Data provided ->

┄┄┄┄┄┄

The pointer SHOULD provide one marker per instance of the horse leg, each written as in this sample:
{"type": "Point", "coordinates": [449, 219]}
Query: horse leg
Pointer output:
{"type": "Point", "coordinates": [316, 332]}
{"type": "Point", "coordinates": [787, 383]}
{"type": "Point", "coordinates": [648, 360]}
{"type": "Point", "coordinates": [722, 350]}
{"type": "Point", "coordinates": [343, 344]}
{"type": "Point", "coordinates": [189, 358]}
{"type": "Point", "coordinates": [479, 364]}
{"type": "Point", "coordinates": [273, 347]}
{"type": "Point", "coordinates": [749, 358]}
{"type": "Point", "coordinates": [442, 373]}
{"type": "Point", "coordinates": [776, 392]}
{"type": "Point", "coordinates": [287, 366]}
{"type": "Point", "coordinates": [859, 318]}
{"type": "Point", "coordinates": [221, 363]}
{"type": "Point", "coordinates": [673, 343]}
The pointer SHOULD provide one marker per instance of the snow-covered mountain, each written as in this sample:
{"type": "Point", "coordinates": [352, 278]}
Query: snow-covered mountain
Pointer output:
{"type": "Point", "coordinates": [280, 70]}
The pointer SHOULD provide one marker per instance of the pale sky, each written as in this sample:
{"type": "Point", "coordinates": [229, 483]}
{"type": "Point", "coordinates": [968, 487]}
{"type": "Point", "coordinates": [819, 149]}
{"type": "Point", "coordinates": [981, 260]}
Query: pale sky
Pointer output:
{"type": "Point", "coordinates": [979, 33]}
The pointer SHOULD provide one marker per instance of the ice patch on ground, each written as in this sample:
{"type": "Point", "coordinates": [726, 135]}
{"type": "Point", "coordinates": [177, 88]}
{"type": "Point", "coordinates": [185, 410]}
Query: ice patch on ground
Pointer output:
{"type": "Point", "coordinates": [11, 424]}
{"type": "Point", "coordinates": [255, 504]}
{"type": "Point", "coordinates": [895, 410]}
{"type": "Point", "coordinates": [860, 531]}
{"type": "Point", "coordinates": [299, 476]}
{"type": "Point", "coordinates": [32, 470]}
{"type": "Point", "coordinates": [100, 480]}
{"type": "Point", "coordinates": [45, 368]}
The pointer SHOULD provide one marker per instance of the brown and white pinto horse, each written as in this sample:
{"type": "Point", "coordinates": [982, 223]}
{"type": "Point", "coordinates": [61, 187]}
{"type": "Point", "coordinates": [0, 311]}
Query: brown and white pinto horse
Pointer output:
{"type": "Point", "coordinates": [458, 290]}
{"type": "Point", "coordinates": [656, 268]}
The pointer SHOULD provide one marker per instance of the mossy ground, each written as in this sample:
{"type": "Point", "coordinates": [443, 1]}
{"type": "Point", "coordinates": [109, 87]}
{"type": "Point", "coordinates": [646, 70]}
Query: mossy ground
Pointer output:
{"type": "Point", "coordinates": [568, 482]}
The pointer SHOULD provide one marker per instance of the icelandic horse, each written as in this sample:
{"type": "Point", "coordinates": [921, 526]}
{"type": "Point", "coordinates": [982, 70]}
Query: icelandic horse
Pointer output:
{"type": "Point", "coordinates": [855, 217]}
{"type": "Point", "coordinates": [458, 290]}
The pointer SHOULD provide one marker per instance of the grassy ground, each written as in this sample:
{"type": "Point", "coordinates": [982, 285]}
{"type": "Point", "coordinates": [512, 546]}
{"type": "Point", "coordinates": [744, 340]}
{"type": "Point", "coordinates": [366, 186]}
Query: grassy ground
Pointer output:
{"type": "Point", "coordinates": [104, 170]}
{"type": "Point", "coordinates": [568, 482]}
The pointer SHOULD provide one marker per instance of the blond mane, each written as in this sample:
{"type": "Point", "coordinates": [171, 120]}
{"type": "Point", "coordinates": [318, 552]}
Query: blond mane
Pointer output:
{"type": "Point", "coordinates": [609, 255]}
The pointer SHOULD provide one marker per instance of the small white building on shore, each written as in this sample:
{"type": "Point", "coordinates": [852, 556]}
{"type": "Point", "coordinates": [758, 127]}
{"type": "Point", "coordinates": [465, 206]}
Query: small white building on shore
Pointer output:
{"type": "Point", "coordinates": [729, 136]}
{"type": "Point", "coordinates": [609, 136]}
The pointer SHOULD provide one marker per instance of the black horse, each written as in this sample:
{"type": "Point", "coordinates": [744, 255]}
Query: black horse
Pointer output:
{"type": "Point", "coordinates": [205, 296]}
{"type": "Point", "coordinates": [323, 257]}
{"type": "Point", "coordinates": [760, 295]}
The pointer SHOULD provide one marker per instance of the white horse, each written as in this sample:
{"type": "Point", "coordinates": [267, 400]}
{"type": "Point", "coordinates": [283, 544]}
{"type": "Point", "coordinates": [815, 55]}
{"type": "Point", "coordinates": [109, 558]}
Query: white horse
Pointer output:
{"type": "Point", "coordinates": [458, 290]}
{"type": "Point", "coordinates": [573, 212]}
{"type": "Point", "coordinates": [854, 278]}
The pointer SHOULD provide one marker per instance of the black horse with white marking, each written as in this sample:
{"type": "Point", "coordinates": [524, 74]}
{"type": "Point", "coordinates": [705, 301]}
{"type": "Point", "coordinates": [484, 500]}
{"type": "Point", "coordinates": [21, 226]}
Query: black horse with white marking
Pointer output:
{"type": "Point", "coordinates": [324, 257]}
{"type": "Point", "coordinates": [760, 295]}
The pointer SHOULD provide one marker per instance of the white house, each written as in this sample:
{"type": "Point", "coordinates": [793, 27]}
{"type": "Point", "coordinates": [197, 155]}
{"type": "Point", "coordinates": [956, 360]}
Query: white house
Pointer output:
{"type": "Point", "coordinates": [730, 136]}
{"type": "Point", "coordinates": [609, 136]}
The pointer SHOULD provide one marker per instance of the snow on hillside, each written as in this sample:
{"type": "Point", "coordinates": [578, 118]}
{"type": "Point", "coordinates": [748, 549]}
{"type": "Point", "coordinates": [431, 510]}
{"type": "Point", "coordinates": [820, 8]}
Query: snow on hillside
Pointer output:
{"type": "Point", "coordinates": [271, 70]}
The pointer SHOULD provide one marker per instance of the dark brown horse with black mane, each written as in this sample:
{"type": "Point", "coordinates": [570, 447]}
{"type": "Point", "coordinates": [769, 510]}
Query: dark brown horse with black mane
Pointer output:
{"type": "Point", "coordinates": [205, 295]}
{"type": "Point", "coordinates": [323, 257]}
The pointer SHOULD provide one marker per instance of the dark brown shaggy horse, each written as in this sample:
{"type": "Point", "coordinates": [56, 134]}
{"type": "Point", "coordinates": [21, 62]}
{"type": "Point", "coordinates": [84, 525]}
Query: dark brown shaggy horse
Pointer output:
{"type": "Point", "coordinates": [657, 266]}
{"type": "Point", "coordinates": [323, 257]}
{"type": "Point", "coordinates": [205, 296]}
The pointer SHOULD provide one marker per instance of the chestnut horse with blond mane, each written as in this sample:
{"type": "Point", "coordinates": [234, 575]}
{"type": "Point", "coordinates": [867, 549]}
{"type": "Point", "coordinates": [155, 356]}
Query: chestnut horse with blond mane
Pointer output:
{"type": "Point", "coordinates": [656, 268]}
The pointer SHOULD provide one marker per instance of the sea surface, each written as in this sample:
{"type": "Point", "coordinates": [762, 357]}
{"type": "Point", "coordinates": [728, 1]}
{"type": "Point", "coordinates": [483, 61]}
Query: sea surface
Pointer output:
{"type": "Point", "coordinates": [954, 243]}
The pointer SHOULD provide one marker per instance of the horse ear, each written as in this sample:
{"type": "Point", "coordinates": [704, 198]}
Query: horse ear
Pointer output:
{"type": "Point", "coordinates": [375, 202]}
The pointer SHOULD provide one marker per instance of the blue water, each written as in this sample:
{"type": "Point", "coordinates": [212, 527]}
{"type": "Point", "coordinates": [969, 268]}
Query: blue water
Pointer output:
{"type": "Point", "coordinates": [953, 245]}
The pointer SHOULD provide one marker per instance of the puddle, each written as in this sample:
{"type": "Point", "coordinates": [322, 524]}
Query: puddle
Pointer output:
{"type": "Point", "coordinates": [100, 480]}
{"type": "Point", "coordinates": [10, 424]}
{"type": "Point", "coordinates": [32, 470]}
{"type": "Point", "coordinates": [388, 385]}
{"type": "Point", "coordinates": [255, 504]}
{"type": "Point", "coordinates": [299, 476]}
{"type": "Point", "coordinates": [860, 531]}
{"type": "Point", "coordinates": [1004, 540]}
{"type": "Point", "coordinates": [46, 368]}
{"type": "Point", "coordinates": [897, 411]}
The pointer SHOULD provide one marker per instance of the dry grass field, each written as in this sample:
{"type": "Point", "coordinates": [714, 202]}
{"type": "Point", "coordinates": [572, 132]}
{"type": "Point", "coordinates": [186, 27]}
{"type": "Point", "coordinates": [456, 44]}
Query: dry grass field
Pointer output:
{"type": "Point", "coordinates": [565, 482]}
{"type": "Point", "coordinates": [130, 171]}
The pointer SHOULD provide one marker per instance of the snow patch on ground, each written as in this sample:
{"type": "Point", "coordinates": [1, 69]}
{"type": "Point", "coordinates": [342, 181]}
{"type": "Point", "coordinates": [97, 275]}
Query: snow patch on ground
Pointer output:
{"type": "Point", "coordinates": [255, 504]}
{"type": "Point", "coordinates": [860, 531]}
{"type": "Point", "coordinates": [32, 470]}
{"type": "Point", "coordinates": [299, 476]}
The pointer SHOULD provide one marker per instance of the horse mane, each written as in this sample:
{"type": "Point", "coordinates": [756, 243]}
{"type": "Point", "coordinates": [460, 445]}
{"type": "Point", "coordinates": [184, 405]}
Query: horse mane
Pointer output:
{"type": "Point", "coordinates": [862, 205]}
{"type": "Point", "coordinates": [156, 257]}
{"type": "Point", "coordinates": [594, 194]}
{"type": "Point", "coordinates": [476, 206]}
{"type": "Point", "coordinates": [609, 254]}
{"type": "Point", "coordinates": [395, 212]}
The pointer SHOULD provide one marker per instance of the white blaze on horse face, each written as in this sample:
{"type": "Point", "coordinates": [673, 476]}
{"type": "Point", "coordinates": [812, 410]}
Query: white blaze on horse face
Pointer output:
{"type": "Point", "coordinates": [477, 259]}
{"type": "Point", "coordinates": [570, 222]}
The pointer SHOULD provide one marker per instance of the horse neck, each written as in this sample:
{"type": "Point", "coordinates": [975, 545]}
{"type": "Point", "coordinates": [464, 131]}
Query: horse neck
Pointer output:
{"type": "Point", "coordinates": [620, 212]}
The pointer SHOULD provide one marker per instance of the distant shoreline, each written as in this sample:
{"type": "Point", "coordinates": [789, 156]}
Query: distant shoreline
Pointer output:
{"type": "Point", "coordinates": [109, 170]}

┄┄┄┄┄┄

Aim of the task ->
Rewrite everything from the line containing "horse neck, each" down to the end of the material, swapping "distant shoreline" for "far coastline" and leaving all else as it is.

Answer to the problem ->
The pointer SHOULD provide one marker per instance of the horse neck, each written as in this sample:
{"type": "Point", "coordinates": [975, 545]}
{"type": "Point", "coordinates": [464, 131]}
Query: horse neck
Pointer output:
{"type": "Point", "coordinates": [620, 212]}
The pointer SHOULD provide one marker per instance of the far coastline, each written as in this sample:
{"type": "Point", "coordinates": [789, 156]}
Query: far coastline
Pointer output:
{"type": "Point", "coordinates": [109, 170]}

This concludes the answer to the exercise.